EXCERPT:
════════
What Can We Learn From The Swedish Route To Success?
Golf in Sweden is flying, especially women's golf. Lewine Mair explores the reasons behind this and what the global golfing community can learn from it
The Encyclopaedia of Golf (published 1975), records how “real growth” among the Swedish golfing fraternity did not begin until the 1960s. The same grand tome also made wry mention of how more than 40,000 Swedes “regard themselves as golfers.”
Today, there are 539.000 registered golfers in Sweden of whom the top tier of women are among the best in the Western world. Indeed, when it came to the recent Solheim Cup, they had three representatives in the twelve-strong junior team and as many as five among the senior dozen who helped the Europeans to cling to the trophy they won in 2021.
So how was it possible for the Swedes to cover so much ground so quickly? The answer, here, is that they began by studying the British way of golf. However, instead of assuming that the players on this side of the North Sea were as good as it gets, they asked themselves what they could do better.
For a start, they decided that golf in Sweden should be a family game as opposed to one dominated by men. The more prestigious clubs over here were still male-only establishments in the 60’s, while there was scarcely a club in the country where the men were not given automatic access to the more popular starting-times.
For another area where the Swedes found fault with the British golfing route, they came to the decision that women would do better to part company with their two and three irons and opt instead for higher woods.
When this happened, it was not the best of news for someone like Dame Laura Davies who was alone in being able to reach most of the longer par-fives with, say, a drive and a two-iron. Swedes, armed with their shiny new Callaway woods, were soon knocking their seconds alongside Laura’s at a time when those UK players who wanted to copy the Swedes were meeting with resentment. For at least a year, selectors and teaching professionals alike would complain that they were taking the easy way out.
Sam Torrance, incidentally, was probably the first among the men to dare to give the higher woods a try, while would you believe that Tommy Fleetwood experimented with a 9-wood ahead of this year’s Players Championship at TPC Sawgrass, likening it to hitting a wedge into the green: “It goes up in the air and drops straight down.”
Yet another smart yet simple Swedish observation came from psychologist Kjell Enhager. He was sufficiently taken aback by the unthinking way in which Swedes - and others - went about their putting as to pose the question, “Why take two putts when one will do?”
Sweden’s Pia Nilsson who runs Vision 54, where the number in the name tells of the difference 18 single putts, as opposed to 36, would make to a score, is another behind the Swedish advance. A former Solheim Cup golfer and the first of the Swedish captains in 1998, Nilsson recently explained why the Solheim Cup sides of today tend to be peppered with Swedes. “Swedes are deep in their golf competence,” she began. “They get a deep and long term education along with everything they need to grow as players, athletes and humans.
“Of course, the number of representatives we have in a Solheim side will fluctuate from year to year but, historically, we tend to turn out players who have the right attitude when it comes to foursomes and four-ball play. You can put them with anyone.”
Nilsson also went back to the Swedish tradition of treating men and women golfers the same - and how much the women benefited from being on the receiving end of respect in their formative years.”
It came as no surprise when, in 2022, America was among the countries which approached Katarina Vangdal, the overall head of men’s and women’s golf in Sweden, for advice on the junior game. One of the recommendations she put forward had to do with age.
════════
[Labeled-object pointing data]
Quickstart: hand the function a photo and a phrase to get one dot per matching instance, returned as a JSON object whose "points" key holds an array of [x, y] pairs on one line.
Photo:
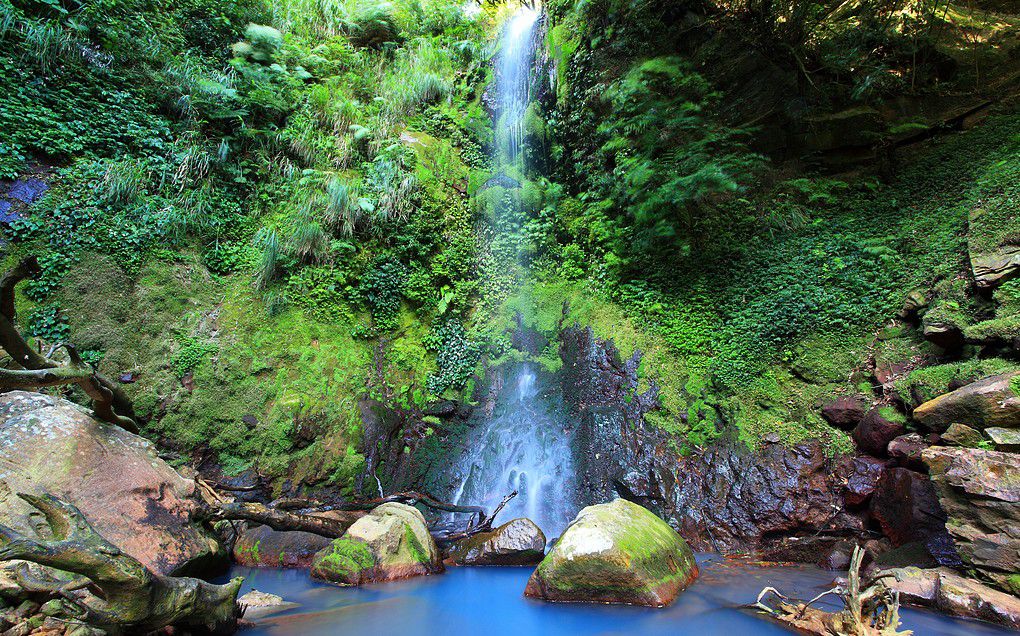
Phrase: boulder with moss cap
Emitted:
{"points": [[390, 543], [616, 552]]}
════════
OBJECTIVE:
Duplicate the golf article, from "It came as no" up to and including "do with age.".

ANSWER TO THIS EXERCISE:
It came as no surprise when, in 2022, America was among the countries which approached Katarina Vangdal, the overall head of men’s and women’s golf in Sweden, for advice on the junior game. One of the recommendations she put forward had to do with age.